Given problem A –
Return every line of the records that contains the string "helmet", matching case exactly.

My own experience is that it's best simply to contact them directly — via their website, if it has that feature or provides an email address, or else simply by fax (the French are so-o-o nineties about certain things!  )

They'll require a deposit to confirm the booking; usually, they'll provide you with IBAN/BIC details of their bank account. You can then transfer the funds directly to them for the same cost as if you were transferring it to an Irish bank down the road.


----------



## sysman (1 Mar 2006)

But as the sites are Haven Holiday (Siblu) owned - If I contact them directly from their website www.siblu.ie I'll have to pay more then if I book directly with the owner of a mobile home that is on one of the Haven Holiday (Siblu) sites. I was looking at [broken link removed] has anyone used this or is there a better service for contacting owners directly.


----------



## DrMoriarty (1 Mar 2006)

Given problem B –
According to the forum thread, what do the sites usually provide so that you can pay the deposit to confirm a booking?

Provided information –
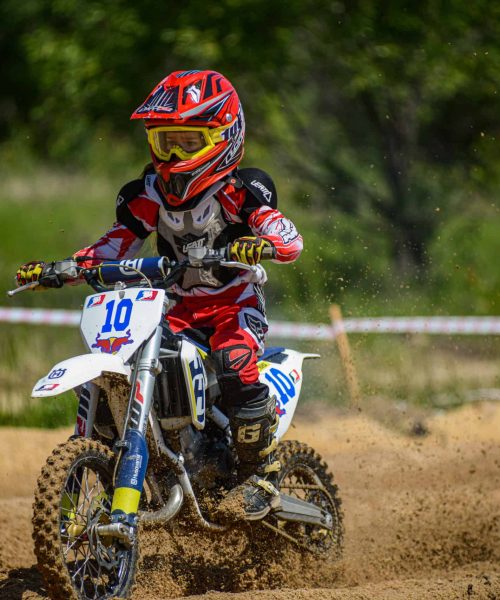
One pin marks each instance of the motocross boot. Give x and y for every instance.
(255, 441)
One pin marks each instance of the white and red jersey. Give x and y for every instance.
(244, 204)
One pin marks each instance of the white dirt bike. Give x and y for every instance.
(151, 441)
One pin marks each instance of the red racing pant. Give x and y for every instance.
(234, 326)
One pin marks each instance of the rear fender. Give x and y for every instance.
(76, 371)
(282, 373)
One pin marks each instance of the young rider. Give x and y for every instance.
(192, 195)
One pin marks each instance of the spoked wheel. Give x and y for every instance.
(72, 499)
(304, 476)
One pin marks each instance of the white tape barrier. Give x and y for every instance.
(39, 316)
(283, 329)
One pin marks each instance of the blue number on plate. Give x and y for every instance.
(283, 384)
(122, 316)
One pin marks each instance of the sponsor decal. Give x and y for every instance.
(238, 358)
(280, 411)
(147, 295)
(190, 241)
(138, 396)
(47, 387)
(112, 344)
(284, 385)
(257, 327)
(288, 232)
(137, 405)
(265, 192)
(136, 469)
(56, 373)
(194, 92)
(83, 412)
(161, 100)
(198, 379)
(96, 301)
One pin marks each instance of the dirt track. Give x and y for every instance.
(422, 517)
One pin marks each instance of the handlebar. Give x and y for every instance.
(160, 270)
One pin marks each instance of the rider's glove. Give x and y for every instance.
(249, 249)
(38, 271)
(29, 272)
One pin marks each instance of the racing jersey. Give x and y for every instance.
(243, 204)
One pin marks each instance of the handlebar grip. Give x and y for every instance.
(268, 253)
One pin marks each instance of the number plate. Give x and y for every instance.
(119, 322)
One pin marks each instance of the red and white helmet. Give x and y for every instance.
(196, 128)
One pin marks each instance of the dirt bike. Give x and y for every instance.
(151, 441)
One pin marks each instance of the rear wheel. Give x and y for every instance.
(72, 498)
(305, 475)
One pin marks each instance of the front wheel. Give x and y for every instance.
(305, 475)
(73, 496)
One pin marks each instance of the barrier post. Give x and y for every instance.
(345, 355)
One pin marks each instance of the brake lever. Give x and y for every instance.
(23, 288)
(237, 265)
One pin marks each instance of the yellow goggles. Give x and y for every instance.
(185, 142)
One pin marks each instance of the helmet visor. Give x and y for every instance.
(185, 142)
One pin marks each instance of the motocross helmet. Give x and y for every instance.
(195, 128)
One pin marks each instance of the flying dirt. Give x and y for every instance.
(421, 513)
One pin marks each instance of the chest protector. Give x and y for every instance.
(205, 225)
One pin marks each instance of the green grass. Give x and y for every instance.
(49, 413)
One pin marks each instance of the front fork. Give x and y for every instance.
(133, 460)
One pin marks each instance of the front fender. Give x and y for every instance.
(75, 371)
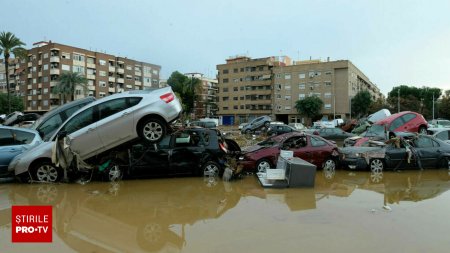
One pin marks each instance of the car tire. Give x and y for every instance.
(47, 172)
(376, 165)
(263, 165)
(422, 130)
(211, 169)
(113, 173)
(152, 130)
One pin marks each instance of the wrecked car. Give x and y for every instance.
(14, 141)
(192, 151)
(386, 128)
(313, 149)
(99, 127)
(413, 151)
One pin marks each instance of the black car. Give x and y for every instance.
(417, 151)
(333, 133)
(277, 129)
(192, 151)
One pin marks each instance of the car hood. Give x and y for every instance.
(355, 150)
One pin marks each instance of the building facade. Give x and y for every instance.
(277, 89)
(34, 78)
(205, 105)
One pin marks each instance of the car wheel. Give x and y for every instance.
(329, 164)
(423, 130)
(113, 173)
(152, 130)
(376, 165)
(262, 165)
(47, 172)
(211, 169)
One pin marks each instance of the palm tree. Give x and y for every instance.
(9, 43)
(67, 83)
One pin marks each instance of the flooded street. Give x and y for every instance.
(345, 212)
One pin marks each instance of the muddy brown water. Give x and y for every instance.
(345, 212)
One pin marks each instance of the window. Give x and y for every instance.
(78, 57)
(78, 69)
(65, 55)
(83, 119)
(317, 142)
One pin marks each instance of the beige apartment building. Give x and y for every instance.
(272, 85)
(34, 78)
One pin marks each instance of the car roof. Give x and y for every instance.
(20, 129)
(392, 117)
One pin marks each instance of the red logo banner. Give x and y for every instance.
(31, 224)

...

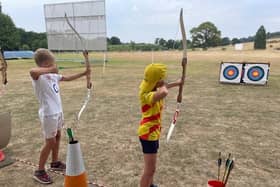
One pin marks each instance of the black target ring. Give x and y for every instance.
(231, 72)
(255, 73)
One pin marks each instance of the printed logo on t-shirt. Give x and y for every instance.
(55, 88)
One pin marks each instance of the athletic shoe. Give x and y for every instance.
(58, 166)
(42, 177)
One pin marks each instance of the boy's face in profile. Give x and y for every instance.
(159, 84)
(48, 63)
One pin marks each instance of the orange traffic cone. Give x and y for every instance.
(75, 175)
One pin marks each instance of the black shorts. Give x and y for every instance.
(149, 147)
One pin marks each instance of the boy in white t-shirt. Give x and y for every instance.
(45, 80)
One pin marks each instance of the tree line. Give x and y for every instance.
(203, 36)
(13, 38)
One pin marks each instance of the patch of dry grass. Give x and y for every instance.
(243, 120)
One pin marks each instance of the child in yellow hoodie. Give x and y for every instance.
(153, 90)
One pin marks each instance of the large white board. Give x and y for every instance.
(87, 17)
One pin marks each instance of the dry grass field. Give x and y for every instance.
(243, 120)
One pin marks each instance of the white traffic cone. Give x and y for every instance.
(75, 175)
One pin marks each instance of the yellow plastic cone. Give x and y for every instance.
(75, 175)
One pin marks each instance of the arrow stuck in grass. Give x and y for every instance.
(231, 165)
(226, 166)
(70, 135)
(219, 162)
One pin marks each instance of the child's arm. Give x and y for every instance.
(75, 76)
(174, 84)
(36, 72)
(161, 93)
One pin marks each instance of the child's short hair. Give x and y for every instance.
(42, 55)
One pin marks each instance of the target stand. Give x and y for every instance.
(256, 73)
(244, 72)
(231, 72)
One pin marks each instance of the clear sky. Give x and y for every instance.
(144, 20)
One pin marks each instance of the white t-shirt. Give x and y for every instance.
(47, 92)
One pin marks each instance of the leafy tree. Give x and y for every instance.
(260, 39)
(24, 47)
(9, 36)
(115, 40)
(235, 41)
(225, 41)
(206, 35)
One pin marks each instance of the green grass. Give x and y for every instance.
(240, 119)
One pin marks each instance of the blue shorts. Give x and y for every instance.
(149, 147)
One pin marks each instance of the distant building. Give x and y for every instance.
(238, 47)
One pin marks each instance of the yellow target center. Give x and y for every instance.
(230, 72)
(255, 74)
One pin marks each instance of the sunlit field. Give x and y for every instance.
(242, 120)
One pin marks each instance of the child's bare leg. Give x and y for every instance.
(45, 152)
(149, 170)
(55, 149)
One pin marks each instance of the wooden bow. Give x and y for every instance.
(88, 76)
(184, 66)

==

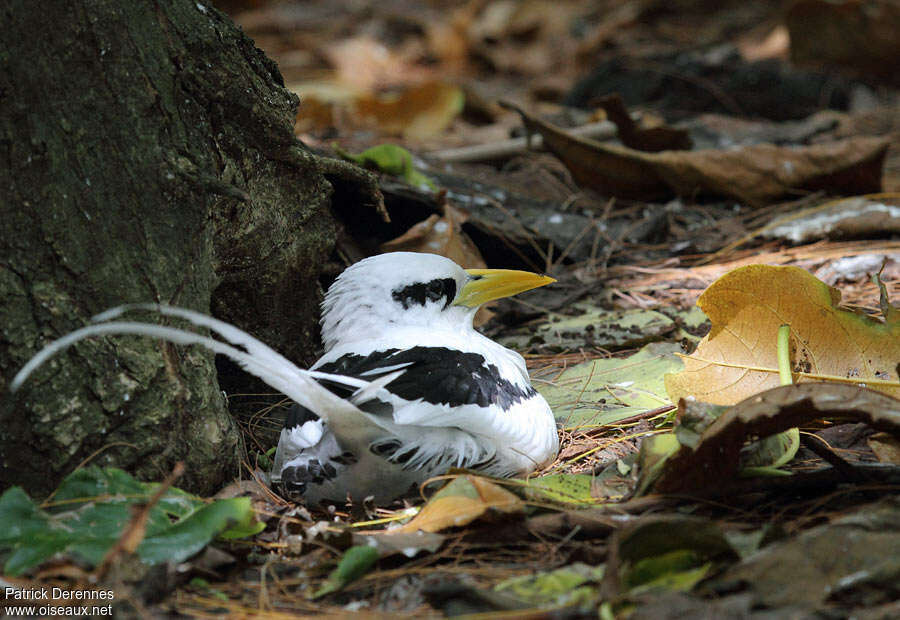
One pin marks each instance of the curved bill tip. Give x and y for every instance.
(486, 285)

Correct result A –
One pin marks each instance of the red and white helmet. Give x and y for every instance.
One pin marks each instance of the helmet visor. Give x and y for every instance.
One pin marks each instance of the motocross helmet. Give x and y for every instance.

Correct result B –
IBAN/BIC details of their bank account.